Given text:
A former Exalted Cyclops of the Ku Klux Klan turned powerful U.S. Senator helped set in motion the sweeping system of immigrant detention we see today.
From 2000 to 2006, the average number of undocumented immigrants detained in the United States on any given day hovered around 20,000. And while that number had slowly started to creep up as lawmakers passed a series of post-911 security and terrorism prevention measures, it wasn't until 2009 that we saw a de-facto immigrant detention quota when Sen. Robert Byrd (D-WV) inserted this language into Immigration and Customs Enforcement's detention budget: "funding made available under this heading shall maintain a level of not less than 33,400 detention beds." (Byrd, for the record, did spend much of the latter part of his political career apologizing for his ties to the Klan.)
This year ICE is set to open what will ultimately become the country's largest immigrant detention center in the small South Texas town of Dilley. The new 2,400-bed facility, which is specifically designed to hold undocumented women and their children, will be operated by Corrections Corporation of America, one of two private prison giants that have seen profits rise as increased immigration enforcement boosted the number of immigrants put in detention.

Listed records:
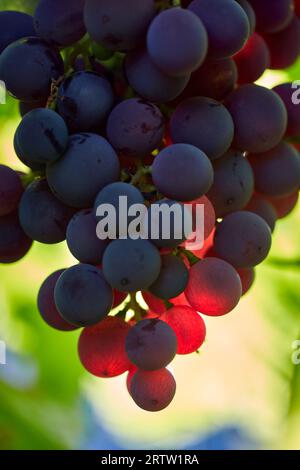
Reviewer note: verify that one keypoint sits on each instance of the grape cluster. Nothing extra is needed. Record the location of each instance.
(155, 101)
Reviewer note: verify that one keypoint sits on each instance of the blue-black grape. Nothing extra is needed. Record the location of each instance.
(272, 18)
(82, 239)
(28, 68)
(151, 344)
(60, 23)
(82, 296)
(243, 239)
(259, 117)
(233, 183)
(84, 101)
(172, 279)
(39, 167)
(152, 390)
(182, 172)
(89, 164)
(277, 172)
(14, 243)
(11, 190)
(26, 107)
(177, 41)
(135, 127)
(205, 123)
(286, 92)
(262, 207)
(43, 217)
(131, 265)
(168, 223)
(42, 136)
(253, 60)
(149, 82)
(111, 195)
(226, 23)
(214, 79)
(117, 24)
(14, 25)
(47, 307)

Instruction: Carry on the text about immigrant detention from its final sentence. None of the material is needed.

Response to this exercise:
In a new report, Grassroots Leadership, an advocacy group critical of the private prison industry, details how CCA and fellow for-profit prison company GEO Group found a lucrative market created by ICE's so-called "bed mandate."
"The immigration detention quota is unprecedented; no other law enforcement agency operates under a detention quota mandated by Congress," the Grassroots report states. The group argues that the quota, coupled with ICE's over-reliance on for-profit prison companies and the financial incentive that has been created to keep beds filled, "has become a driver of an increasingly aggressive immigration enforcement strategy."
Sixty-two percent of all ICE beds are now run by private prison contractors, meaning for-profit prison companies operate nine of the ten largest immigrant detention centers in the country -- eight of those ten are run by CCA or GEO Group. As their share of the immigrant-detention market has grown in recent years so have the companies' profits (Grassroots points to reports indicating the companies have spent millions lobbying the government about immigration and detention policy). CCA's profits went from $133 million in 2007 to $195 million in 2014, while the GEO Group's profits made a staggering 244 percent jump during that time period from $41.8 million to $143.8 million.
Grassroots cites the companies own investors reports and financial statements. A 2014 investors presentation from CCA illustrates the incentive to push for every single ICE bed to be filled: "filling vacant beds would add ≈ $1.00 to [Earnings Per Share] & [Adjusted Funds From Operations] per share," the company wrote. In a recent company filing, GEO wrote that efforts to reform the immigration system, which could put thousands of undocumented immigrants on the path to legalization, may harm the company's bottom line: "Immigration reform laws which are currently a focus for legislators and politicians at the federal, state and local level also could materially adversely impact us."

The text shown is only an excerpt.